▸ WHAT YOU WILL DO
Reproduce the part of the data that opens with the line containing "Target: green tree" and runs through the end of the data, renaming "Pixel coordinates" to "Image coordinates" throughout and leaving everything else unchanged. Omit the picture lines from your answer.

(Location annotation dataset excerpts)

┌────────

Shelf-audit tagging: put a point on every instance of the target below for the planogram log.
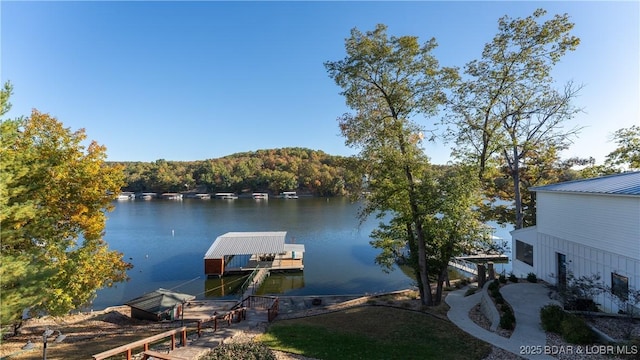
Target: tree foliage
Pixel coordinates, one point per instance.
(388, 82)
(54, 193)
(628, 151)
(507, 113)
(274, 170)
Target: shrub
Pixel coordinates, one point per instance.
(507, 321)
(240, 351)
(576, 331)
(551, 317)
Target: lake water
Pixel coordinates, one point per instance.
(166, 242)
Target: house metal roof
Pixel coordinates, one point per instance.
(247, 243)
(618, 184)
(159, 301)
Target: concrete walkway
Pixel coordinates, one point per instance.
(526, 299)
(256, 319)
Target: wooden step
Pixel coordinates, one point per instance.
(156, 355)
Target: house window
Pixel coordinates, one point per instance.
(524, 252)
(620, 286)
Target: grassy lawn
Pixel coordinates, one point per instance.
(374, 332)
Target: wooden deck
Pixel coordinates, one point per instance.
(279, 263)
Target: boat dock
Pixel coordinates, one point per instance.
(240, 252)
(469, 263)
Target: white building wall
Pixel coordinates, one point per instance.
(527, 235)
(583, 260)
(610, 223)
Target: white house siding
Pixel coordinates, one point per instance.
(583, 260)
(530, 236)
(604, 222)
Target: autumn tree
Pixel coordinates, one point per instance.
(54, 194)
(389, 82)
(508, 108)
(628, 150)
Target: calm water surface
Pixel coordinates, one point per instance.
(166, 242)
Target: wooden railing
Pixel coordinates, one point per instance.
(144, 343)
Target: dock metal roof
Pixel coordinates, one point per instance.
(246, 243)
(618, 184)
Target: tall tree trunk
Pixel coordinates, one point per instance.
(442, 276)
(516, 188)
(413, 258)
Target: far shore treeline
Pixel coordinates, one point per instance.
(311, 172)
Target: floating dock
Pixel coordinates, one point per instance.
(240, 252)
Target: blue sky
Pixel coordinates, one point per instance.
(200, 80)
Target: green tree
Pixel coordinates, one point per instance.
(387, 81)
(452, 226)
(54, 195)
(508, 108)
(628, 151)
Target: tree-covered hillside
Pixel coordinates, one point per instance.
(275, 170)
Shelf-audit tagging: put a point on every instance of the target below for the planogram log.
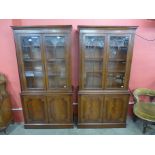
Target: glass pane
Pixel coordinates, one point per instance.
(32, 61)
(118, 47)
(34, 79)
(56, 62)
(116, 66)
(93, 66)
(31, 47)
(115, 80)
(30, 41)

└────────

▸ RIGHT ANSWER
Target: green tree
Image coordinates, one point per instance.
(387, 81)
(452, 226)
(54, 195)
(508, 108)
(628, 151)
Target: tree-covered hillside
Image coordinates, one point per instance.
(275, 170)
Shelf-audit tagging: put a point on every instance of the target below for the planogram log.
Target: glass pane
Image coordinates, one point per instance.
(32, 61)
(118, 47)
(34, 79)
(56, 62)
(116, 66)
(93, 66)
(31, 47)
(115, 80)
(30, 41)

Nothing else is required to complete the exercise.